— Problem to work on —
Retype everything in the checkpoint inhibitor passage from "This article examines" down to "to onset-from-ICI-initiation time.".
══ Given passage
Dr. Abdulhadi Jfri holds certification as a Fellow of the Royal College of Physicians of Canada (FRCPC) in dermatology and as a Diplomat of the American Board of Dermatology (DABD). He completed both his Masters’ degree in experimental medicine in the department of epidemiology and biostatistics and a five-year dermatology residency at McGill University. He also completed a fellowship in advanced surgical procedures at Icahn School of Medicine at Mount Sinai, New York. Dr. Jfri is currently completing his complex medical dermatology fellowship at Harvard School of Medicine, where he is rotating between Brigham and Women’s Hospital and the Dana-Farber Cancer Institute.

Canadian Dermatology Today, Volume 3, Issue 3, September 2022

Dermatologic immune-related adverse events with immune checkpoint inhibitors


Immune checkpoint inhibitors (ICIs) are mainstay treatments for diverse malignancies. Approved ICIs in Canada include anti-PD-1 agents (nivolumab, pembrolizumab, cemiplimab, and dostarlimab), an anti-CTLA-4 agent (ipilimumab), and anti-PDL-1 agents (atezolizumab, avelumab, and durvalumab).1 ICIs are ground-breaking treatments, but have been associated with immune-related adverse events (irAEs) that can affect any organ system and which can be severe enough to necessitate treatment interruption or discontinuation.2 While the intended effect of ICIs is to activate the immune system against malignant cells, irAEs occur when this activation inadvertently targets host tissue. These occurrences appear idiosyncratic; predicting which patients will develop irAEs seems impossible.2

This article examines dermatologic irAEs. While primarily classified as ‘rash’ or ‘maculopapular rash’, cutaneous IrAEs represent a diverse group of often specific morphologies. The most common are described below. Table 1 summarizes all morphologies relative to onset-from-ICI-initiation time.
════
══ Material provided
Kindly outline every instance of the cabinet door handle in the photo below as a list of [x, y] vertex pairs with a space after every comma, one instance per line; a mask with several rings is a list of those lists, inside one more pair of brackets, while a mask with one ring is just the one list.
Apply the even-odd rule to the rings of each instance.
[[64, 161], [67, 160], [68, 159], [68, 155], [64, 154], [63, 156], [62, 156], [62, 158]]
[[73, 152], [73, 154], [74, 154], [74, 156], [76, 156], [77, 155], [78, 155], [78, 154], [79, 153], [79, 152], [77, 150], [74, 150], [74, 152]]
════
══ Material provided
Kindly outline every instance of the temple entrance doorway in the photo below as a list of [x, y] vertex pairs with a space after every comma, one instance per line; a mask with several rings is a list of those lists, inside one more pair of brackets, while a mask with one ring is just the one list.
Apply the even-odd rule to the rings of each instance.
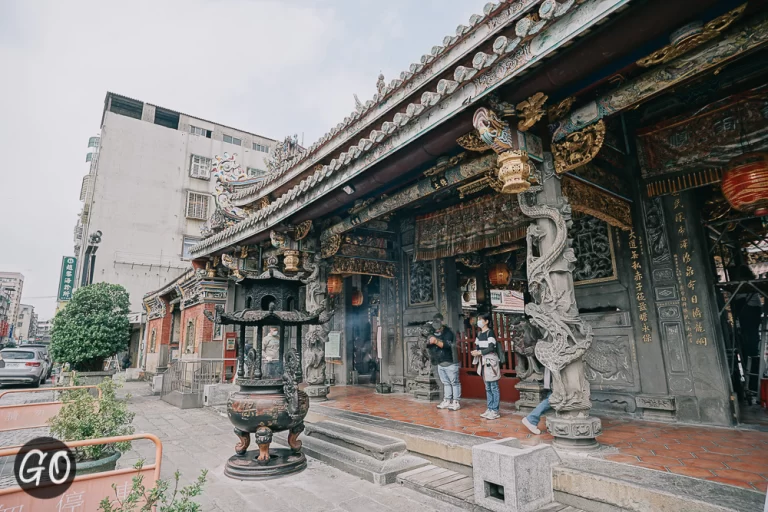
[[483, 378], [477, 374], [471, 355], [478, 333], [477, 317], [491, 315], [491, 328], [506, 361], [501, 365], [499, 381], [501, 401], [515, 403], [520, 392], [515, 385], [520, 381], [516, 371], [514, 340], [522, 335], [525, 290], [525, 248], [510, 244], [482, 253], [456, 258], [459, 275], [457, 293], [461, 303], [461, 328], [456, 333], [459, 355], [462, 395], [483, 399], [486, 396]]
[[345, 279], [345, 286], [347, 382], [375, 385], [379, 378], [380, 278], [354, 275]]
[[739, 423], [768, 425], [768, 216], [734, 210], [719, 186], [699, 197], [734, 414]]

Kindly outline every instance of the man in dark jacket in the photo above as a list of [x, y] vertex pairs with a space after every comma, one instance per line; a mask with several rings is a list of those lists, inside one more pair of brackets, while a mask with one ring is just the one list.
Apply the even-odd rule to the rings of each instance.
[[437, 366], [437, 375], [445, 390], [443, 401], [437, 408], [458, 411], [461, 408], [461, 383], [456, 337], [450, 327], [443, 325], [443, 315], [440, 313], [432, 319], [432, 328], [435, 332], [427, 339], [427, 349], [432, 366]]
════
— Response —
This article examines dermatologic irAEs. While primarily classified as ‘rash’ or ‘maculopapular rash’, cutaneous IrAEs represent a diverse group of often specific morphologies. The most common are described below. Table 1 summarizes all morphologies relative to onset-from-ICI-initiation time.